* Série d'exercices
[1] Dans la correspondance d'Apollinaire, condensez le paragraphe commençant par « Je ne sais rien, mon cher poète » en une seule phrase plus brève qui en conserve les faits essentiels.
[2] Poursuivez la correspondance d'Apollinaire à partir de sa dernière phrase.

* Texte fourni
Le mardi de 5 h 1/4 à 7 heures,
je suis au Café de Flore
Boulevard St Germain, proche
St Germain des Prés.

J’espère que vous
serez bientôt remis et que
j’aurai bientôt le plaisir
de vous revoir.


Je ne sais rien, mon cher poète de la date
précise où paraîtront mes vers ni
mêmes mes contes. Mes contes sont tous
imprimés et l’on est en train d’en
faire la couverture.

Pour les vers le manuscrit n’en est
pas encore remis.

Je n’ai plus de nouvelles de Jean
Royère qui m’a apporté des bonbons
hollandais et des crayons de couleurs
lorsque j’étais à la villa Molière.

Vous m’avez adressé un
joli poème. Si les Soirées de Paris
ne sommeillaient point je vous
l’eusse demandé pour le publier.

Je suis très las aujourd’hui
c’est pourquoi vous écrit peu

Je fais surtout de
l’aquarelle en ce moment je vous
en enverrai une lors de votre prochaine
lettre.

Ma main
Amie

Guillaume Apollinaire


[Enveloppe cachet du 2-8 16 à entête de l’hôpital du gouvernement italien adressée à Nantes et réexpédiée à Chaumont (Hte Marne)

À André Breton]


Mon cher poète,

Je vous écris dès
que je le puis
jusqu’à ce moment
je ne pouvais guère
écrire.

Je vais publier mes
vers de la guerre
au Mercure avec
un portrait de
moi par Picasso.

* Entrées brutes
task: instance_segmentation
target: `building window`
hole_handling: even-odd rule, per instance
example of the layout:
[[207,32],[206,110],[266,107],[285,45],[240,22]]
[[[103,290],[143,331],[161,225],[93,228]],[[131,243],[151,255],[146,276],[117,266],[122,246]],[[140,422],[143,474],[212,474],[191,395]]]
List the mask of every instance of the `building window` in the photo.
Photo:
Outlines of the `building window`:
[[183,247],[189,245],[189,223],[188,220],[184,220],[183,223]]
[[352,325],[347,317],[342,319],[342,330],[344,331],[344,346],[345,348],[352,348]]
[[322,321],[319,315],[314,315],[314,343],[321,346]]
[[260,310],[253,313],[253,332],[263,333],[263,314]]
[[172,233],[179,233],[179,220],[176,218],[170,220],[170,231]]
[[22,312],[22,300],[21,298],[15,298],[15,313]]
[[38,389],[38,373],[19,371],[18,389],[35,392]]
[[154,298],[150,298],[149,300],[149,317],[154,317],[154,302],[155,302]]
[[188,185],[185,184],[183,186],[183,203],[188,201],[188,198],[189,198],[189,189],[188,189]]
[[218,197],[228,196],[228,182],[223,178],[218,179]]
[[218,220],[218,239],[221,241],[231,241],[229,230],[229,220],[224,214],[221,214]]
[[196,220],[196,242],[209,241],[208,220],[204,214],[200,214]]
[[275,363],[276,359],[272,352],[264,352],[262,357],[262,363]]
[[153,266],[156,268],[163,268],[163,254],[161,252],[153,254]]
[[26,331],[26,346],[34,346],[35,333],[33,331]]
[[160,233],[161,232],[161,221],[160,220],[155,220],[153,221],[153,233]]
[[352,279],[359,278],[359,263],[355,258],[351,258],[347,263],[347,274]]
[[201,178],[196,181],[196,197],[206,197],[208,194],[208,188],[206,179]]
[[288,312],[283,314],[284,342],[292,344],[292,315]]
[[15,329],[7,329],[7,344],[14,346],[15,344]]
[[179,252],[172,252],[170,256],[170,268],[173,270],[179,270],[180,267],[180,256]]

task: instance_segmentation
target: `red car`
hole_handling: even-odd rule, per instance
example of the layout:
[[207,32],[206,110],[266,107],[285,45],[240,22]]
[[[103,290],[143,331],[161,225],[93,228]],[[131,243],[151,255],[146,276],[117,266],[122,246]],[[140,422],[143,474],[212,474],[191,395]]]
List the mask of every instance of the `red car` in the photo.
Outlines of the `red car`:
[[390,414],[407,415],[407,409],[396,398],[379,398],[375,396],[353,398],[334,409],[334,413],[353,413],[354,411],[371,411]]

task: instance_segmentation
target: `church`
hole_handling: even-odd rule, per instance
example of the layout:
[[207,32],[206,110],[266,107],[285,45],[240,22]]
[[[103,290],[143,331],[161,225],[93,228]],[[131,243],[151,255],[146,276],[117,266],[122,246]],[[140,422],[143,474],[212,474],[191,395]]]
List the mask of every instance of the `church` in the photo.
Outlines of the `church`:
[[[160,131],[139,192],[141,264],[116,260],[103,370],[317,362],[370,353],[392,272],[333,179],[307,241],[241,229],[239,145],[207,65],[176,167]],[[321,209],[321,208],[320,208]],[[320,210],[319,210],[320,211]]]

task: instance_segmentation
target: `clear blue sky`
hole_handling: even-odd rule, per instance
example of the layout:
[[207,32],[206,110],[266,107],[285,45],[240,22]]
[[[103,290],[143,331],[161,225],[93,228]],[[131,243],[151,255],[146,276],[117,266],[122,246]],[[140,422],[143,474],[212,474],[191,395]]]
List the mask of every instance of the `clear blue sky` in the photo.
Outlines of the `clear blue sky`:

* Corrigé des exercices
[1] J'ignore encore quand paraîtront mes vers et mes contes ; ces derniers sont tous imprimés et leur couverture est en préparation.

[2]
Le poète assassiné
va paraître à l’Édition


avec le croquis de
Rouveyre et une
couverture de
Capiello

Mais au[illisible] peu d’importance
ces détails, j’aurais
voulu publier aussi
mes poèmes depuis
Alcools et jusqu’à la
guerre.

Mais ce sera pour


plus tard.

Je crains, que la guerre
ne dure encore longtemps.

Je vous écrirai
plus longuement
dans ma prochaine
lettre.

Et vous enverrai
des détails sur mes
vers de maintenant.

Les poèmes


de Visée[illisible][3]??? ont été
faits dans la tranchée.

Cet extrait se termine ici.